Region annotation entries
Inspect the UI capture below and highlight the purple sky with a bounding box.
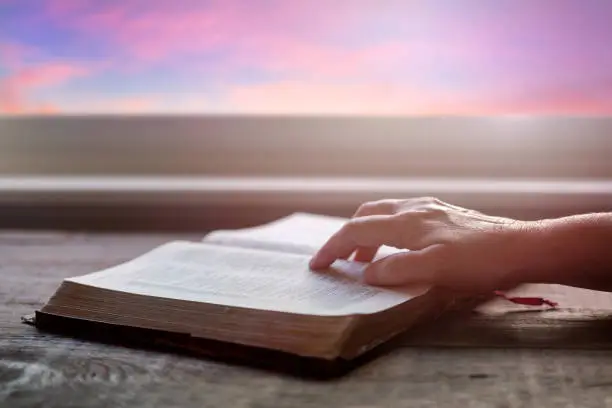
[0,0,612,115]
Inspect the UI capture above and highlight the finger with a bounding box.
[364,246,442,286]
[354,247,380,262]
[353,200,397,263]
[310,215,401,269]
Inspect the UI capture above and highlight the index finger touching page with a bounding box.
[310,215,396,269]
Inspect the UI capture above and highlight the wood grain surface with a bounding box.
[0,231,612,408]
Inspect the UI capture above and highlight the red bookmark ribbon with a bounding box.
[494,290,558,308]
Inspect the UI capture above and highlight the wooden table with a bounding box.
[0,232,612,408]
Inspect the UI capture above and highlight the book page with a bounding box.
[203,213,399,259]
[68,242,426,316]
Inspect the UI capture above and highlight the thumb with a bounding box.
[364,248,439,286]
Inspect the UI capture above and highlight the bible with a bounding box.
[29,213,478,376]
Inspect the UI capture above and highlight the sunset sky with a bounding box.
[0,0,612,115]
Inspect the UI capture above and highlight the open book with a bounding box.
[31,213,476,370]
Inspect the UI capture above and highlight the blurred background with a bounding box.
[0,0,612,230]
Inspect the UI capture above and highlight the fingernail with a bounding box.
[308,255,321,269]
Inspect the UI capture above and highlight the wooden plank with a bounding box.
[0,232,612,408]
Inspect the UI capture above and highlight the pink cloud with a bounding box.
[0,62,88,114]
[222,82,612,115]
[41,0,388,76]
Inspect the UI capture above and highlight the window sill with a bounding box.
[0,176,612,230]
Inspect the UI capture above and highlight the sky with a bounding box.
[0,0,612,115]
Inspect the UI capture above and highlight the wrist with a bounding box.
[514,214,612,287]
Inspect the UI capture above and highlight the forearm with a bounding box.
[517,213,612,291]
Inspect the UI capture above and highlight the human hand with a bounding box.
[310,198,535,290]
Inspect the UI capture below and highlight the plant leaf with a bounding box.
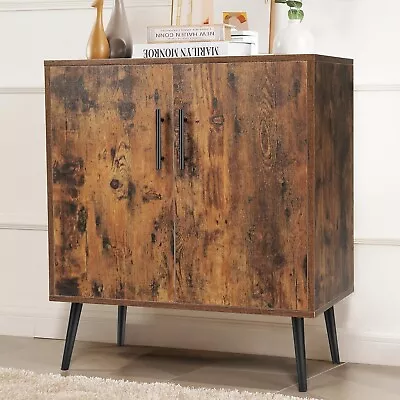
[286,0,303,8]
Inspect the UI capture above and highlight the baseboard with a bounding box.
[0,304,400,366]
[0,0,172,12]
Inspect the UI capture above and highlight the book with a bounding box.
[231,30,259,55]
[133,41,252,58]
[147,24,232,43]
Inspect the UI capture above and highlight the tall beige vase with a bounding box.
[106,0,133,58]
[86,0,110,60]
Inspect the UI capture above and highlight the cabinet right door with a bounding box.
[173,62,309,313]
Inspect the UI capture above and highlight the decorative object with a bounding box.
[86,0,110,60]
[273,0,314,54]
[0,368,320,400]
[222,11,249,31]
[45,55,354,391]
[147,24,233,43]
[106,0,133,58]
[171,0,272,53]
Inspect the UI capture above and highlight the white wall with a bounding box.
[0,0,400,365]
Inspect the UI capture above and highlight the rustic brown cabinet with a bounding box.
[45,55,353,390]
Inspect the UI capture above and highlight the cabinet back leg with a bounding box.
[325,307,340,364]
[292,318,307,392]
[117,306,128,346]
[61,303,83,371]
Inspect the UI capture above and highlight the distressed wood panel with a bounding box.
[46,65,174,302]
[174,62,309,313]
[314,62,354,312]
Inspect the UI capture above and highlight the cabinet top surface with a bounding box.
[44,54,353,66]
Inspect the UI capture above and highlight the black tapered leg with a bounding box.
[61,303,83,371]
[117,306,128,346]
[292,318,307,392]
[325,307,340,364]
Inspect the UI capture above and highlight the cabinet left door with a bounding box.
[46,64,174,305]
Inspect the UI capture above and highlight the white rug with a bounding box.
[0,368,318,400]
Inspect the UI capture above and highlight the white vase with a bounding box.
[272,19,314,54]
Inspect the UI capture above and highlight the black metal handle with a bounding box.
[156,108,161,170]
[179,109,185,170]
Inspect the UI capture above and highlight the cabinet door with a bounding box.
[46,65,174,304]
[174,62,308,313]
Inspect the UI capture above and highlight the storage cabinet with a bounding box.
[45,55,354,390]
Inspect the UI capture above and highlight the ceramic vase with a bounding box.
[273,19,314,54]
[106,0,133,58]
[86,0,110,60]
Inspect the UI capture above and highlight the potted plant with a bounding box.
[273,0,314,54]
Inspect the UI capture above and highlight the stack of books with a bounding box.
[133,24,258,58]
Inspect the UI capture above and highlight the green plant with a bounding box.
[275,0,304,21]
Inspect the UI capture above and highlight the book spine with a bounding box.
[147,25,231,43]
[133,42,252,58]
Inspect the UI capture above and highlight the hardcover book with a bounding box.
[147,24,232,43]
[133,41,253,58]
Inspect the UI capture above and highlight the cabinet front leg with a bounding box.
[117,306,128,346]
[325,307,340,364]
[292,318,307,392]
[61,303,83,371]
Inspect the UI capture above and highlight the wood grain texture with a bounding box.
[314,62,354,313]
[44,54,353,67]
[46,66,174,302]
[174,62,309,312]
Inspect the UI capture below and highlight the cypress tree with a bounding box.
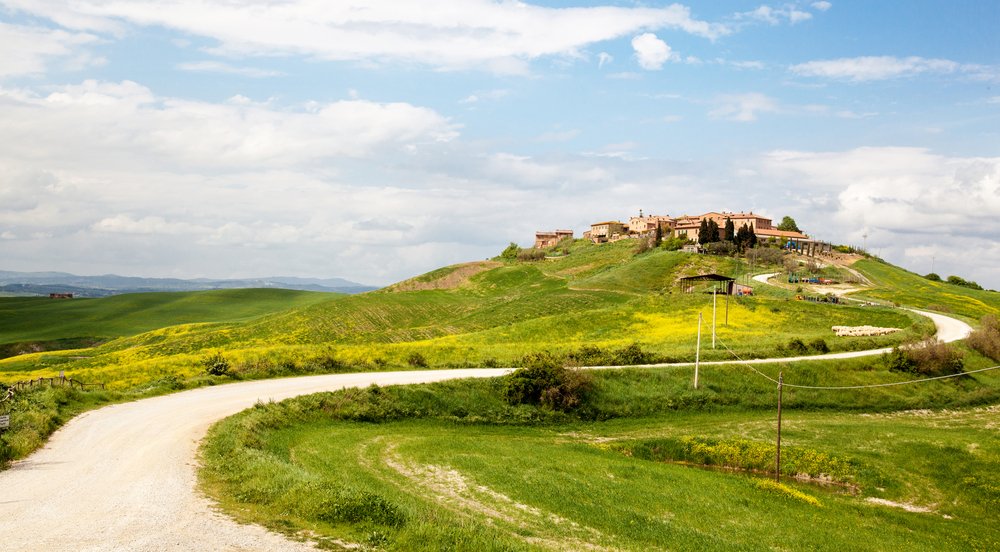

● THE REQUEST
Substitute "image" for "UI capture" everywhere in the rows above and leave everything else as it stands. Omit the pictures from your answer.

● PROBLEM SOLUTION
Inspect the image below and highlight the purple sky with a bounding box.
[0,0,612,115]
Inspect the image above and highlight the finger with a bounding box.
[364,246,442,286]
[354,247,380,262]
[353,200,397,263]
[310,215,401,269]
Inspect the image above and highlight the index finger touching page with a bounding box.
[310,215,396,269]
Inspect the image above and highlight the wood grain surface with a bounding box.
[0,231,612,408]
Inspect the image above and highlight the red bookmark ribbon with a bounding box.
[494,290,558,308]
Inspect the image above and highlight the wooden table with a bounding box.
[0,232,612,408]
Inspect the image above and highlight the book page with a bounding box.
[203,213,399,259]
[68,242,426,316]
Inspect the image above and highlight the thumb with a bounding box.
[364,248,439,286]
Inspect the image above and highlight the bible with a bounding box.
[29,213,478,376]
Inspect the image above and highlight the sunset sky with a bounding box.
[0,0,612,115]
Inspect the image above and highlight the open book with a bounding box.
[31,213,476,370]
Inspect the image above and highlight the blurred background with a bounding box.
[0,0,612,230]
Inspect the image above and highlight the fingernail with a bounding box.
[308,255,321,269]
Inspect the image above and highlight the wooden plank with a bounding box.
[0,232,612,408]
Inspect the image above and highlight the pink cloud with a bounding box.
[0,62,88,114]
[222,82,612,115]
[41,0,388,76]
Inspect the image above and highlight the window sill with a bounding box.
[0,176,612,230]
Inspect the image above and highlight the sky with a bounding box.
[0,0,612,115]
Inspect the image above and highlight the wrist with a bounding box.
[514,214,612,287]
Inspect the image above and highlight the forearm with a bounding box.
[517,213,612,291]
Inspect the image above and highlight the human hand with a bounding box.
[310,198,535,290]
Inspect the image below and highlight the plant leaf with a bounding box.
[286,0,303,8]
Inspect the image above and highlight the baseboard with a bounding box.
[0,304,400,366]
[0,0,172,12]
Inspect the image above and highlight the book with a bounding box.
[231,30,259,55]
[133,41,252,58]
[147,24,232,43]
Inspect the image above and highlight the tall beige vase with a bounding box.
[106,0,133,58]
[86,0,110,60]
Inspect the image above and highlight the cabinet right door with a bounding box.
[173,62,309,313]
Inspect the image above and highlight the decorative object with a bounding box.
[86,0,110,60]
[273,0,314,54]
[0,368,320,400]
[222,11,249,31]
[45,55,354,391]
[147,24,233,43]
[106,0,133,58]
[171,0,272,53]
Inspect the image above and highlight the white wall with a bounding box.
[0,0,400,365]
Inspect the image above and highlight the rustic brown cabinet with a bounding box.
[45,55,353,390]
Inspect the image above and highlight the cabinet back leg with a bounding box.
[325,307,340,364]
[292,318,307,392]
[117,306,128,346]
[61,303,83,371]
Inspect the image above and highlight the distressed wood panel with a bounding box.
[46,65,174,302]
[174,62,309,313]
[314,62,354,312]
Inspect the image above and highlight the cabinet top surface with a bounding box.
[44,54,353,66]
Inspect the image above and highlight the black tapered leg with a bounding box.
[61,303,83,371]
[117,306,128,346]
[292,318,307,392]
[325,307,340,364]
Inspect the image above and highlight the cabinet left door with a bounding box.
[46,64,174,305]
Inspect the image above and highlight the white rug with a bounding box.
[0,368,318,400]
Inspect the image above and highlight the white vase with a bounding box.
[272,19,314,54]
Inspect the image above and highlight the black metal handle with a bounding box.
[156,108,161,170]
[179,109,185,170]
Inspect the image above and highlight the cabinet door with a bounding box.
[46,65,174,304]
[174,62,308,313]
Inspect the image above and highlight the storage cabinet with a bounding box.
[45,55,354,390]
Inspect the image above and highlight the ceramic vase with a bounding box.
[273,19,314,54]
[106,0,133,58]
[86,0,110,60]
Inspect the image above and highlight the potted plant with a bounding box.
[273,0,314,54]
Inspect the image above and highlight the stack of books with a bounding box.
[133,24,258,58]
Inspect the image above and highlight the green plant with a bounding box.
[275,0,304,21]
Inspect the image above and highlight the book spine with a bounding box.
[147,25,231,43]
[133,42,252,58]
Inspect the image above and highlight the hardcover book with a bounding box.
[147,24,232,43]
[133,41,253,58]
Inspect the image above and highlight the cabinet front leg with a bounding box.
[117,306,128,346]
[325,307,340,364]
[292,318,307,392]
[61,303,83,371]
Inspect the image above and highlight the wood grain texture with a bounding box.
[314,62,354,313]
[44,54,353,67]
[46,66,174,302]
[174,62,309,312]
Inspect the image below and highlight the cypress tree with a bounding box.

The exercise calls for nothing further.